>>
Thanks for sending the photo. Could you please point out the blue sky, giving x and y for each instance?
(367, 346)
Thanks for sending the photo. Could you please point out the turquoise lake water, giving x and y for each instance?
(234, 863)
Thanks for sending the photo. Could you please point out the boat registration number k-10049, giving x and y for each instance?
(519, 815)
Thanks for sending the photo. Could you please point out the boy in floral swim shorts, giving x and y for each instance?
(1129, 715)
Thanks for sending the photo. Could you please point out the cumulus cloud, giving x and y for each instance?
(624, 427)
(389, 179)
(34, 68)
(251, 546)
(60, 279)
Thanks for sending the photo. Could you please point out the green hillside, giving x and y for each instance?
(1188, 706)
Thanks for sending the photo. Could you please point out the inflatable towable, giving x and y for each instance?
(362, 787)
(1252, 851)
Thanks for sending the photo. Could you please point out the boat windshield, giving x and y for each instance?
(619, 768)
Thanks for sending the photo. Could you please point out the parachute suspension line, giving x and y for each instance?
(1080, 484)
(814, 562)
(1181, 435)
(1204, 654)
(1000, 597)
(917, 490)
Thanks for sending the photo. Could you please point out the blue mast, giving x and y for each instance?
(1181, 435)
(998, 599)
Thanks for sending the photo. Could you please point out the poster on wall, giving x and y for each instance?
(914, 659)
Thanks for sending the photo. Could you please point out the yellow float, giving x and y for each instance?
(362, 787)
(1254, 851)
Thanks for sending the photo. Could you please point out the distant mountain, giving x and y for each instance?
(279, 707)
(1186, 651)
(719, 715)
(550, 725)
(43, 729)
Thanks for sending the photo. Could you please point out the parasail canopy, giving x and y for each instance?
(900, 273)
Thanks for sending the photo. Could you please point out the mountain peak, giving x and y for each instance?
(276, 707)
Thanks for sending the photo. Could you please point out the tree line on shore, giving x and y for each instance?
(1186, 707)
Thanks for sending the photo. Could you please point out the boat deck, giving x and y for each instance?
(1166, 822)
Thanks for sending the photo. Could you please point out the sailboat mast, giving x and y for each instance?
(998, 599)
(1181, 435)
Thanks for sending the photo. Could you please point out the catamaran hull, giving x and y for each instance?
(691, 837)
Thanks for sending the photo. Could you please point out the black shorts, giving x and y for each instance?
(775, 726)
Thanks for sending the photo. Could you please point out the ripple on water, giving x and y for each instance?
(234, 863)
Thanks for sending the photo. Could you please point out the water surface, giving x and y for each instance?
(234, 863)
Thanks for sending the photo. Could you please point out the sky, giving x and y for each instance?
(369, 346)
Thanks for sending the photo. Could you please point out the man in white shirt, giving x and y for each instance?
<<
[TASK STATEMENT] Go through the records above and write each one out again exactly.

[RESULT OF THE TASK]
Thanks for sending the photo. Could you please point out the blue sky, giving x and y for each instance?
(367, 346)
Thanks for sending the photo. Could you please point out the turquoise lake water, giving x and y for each instance?
(234, 863)
Thanks for sending the photo. Could you please point out the boat registration number k-10049, giving x and y for each instance?
(519, 815)
Thanks for sending the photo. Could you please point out the boy in floral swim shorts, giving x and y for each instance?
(1129, 715)
Thanks for sending the photo. Could you please point out the cumulus cloud, giving x and y for each instance?
(624, 427)
(389, 179)
(34, 68)
(251, 546)
(60, 279)
Thanks for sending the photo. Could you please point out the green hillside, giving x and y for each instance?
(1188, 706)
Thanks for sending the photo. Could you please point out the inflatable towable, giving x and y for each instance?
(362, 787)
(1252, 851)
Thanks for sending the photo. Could you please point out the boat windshield, giving x and y for each instance?
(619, 768)
Thanks for sending the photo. Could you please point out the parachute suspension line, giving x and y for each instance?
(1080, 484)
(814, 562)
(1181, 435)
(1204, 654)
(1000, 597)
(917, 490)
Thanks for sending the photo. Could you please point out the blue mast, giving x and y for each instance?
(1181, 435)
(998, 599)
Thanks for sending the photo. Could you please point out the poster on wall, giving x and y for each instance?
(914, 659)
Thanks for sending the photo. Could you please point out the yellow float, giving x and y for each instance?
(362, 787)
(1254, 851)
Thanks for sending the photo. Could you please point out the distant mountain, giving x and y for each instance?
(279, 707)
(1186, 651)
(719, 715)
(550, 725)
(43, 729)
Thanks for sending the photo. Could you please point out the parasail canopy, giving x and y for each instance?
(900, 273)
Thanks for sending the photo. Could you please point out the mountain peak, giving x and y for each instance?
(276, 707)
Thanks for sending the photo. Could you please point out the tree line on shore, giving x and y for each instance?
(1186, 707)
Thanks for sending the photo. Could you please point out the boat deck, giving x and y for each instance?
(1166, 822)
Thanks for sending the photo. Could you please point out the sailboat mast, giving x and y for each instance?
(998, 599)
(1181, 435)
Thanks for sending the photo. Could you please point out the catamaran hull, giving x and y for each instance?
(691, 837)
Thanks for sending the photo. Could you please point out the black shorts, giving x and y for each instance?
(775, 726)
Thanks for sending the photo. Could you please point out the ripple on water, giving x and y for each instance?
(234, 863)
Thanks for sending the photo. Could you please point out the water surface, giving x and y for each instance?
(234, 863)
Thanks for sending the photo. Could you please point out the sky, giving x and y for each instance?
(369, 346)
Thanks for sending the photo. Could you please point out the man in white shirt, giving x and y for each instance?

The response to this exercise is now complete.